[WHAT THE EXERCISE ASKS] Please copy every one of the records below word for word, changing nothing.

[RECORDS SHOWN]

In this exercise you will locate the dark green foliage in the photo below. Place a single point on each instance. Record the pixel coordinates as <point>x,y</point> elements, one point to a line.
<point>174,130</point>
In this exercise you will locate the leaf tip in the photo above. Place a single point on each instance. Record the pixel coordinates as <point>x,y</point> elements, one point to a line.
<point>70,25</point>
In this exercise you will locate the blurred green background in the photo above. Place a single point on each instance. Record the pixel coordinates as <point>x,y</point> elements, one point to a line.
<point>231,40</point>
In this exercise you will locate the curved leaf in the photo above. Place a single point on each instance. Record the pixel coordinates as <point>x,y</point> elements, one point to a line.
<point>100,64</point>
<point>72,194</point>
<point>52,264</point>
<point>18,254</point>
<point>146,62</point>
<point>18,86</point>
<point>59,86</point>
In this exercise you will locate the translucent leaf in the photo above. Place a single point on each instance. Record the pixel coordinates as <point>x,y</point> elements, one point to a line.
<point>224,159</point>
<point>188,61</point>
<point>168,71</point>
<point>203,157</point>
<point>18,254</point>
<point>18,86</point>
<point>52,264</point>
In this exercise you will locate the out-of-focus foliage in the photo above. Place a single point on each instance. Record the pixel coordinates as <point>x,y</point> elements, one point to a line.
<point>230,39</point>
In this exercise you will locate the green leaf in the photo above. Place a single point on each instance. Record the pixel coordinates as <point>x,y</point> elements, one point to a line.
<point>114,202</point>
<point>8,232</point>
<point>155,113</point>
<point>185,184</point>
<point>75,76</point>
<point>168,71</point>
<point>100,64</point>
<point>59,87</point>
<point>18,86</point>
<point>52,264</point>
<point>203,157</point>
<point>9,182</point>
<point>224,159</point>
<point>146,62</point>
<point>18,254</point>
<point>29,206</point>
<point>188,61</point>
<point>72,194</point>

[RESULT OF THIS EXERCISE]
In this exercise you will locate the dark green foliage in the photo below. Place a single point on each instance. Record the pixel coordinates as <point>x,y</point> elements, one point to a line.
<point>174,130</point>
In this exercise you will locate the leaf tip in the photo above. Place a single point on each instance. Record the pixel coordinates as <point>x,y</point> elements, one point to a line.
<point>70,25</point>
In this exercise you will locate the blurred green background in the photo above. Place a single point on each instance. Record the pixel coordinates as <point>x,y</point> elements, one point to a line.
<point>231,40</point>
In this exercise you will locate the curved leaf in the photo above. Place a single point on each instance. Record the pixel coordinates as <point>x,y</point> elements, one point to a line.
<point>100,64</point>
<point>72,194</point>
<point>52,264</point>
<point>18,254</point>
<point>146,62</point>
<point>18,86</point>
<point>59,86</point>
In this exercise you will locate the translucent leaf in the photo above. Place a single point on each instance. Record the pixel coordinates as <point>x,y</point> elements, one point to a line.
<point>224,159</point>
<point>188,61</point>
<point>168,71</point>
<point>203,157</point>
<point>18,254</point>
<point>18,86</point>
<point>52,264</point>
In this exercise you will locate the out-of-focus foliage in the photo above. Place a single point on each instance. Record the pixel coordinates as <point>x,y</point> elements, one point to a line.
<point>230,39</point>
In this exercise you will locate the green leaf in the photo above. Place a single point on each instance. Record the pixel coordinates as <point>x,y</point> elements, one point to a line.
<point>114,202</point>
<point>8,232</point>
<point>155,113</point>
<point>185,184</point>
<point>75,76</point>
<point>168,71</point>
<point>100,64</point>
<point>59,87</point>
<point>18,86</point>
<point>52,264</point>
<point>203,157</point>
<point>9,182</point>
<point>224,159</point>
<point>146,62</point>
<point>18,254</point>
<point>29,206</point>
<point>188,61</point>
<point>72,194</point>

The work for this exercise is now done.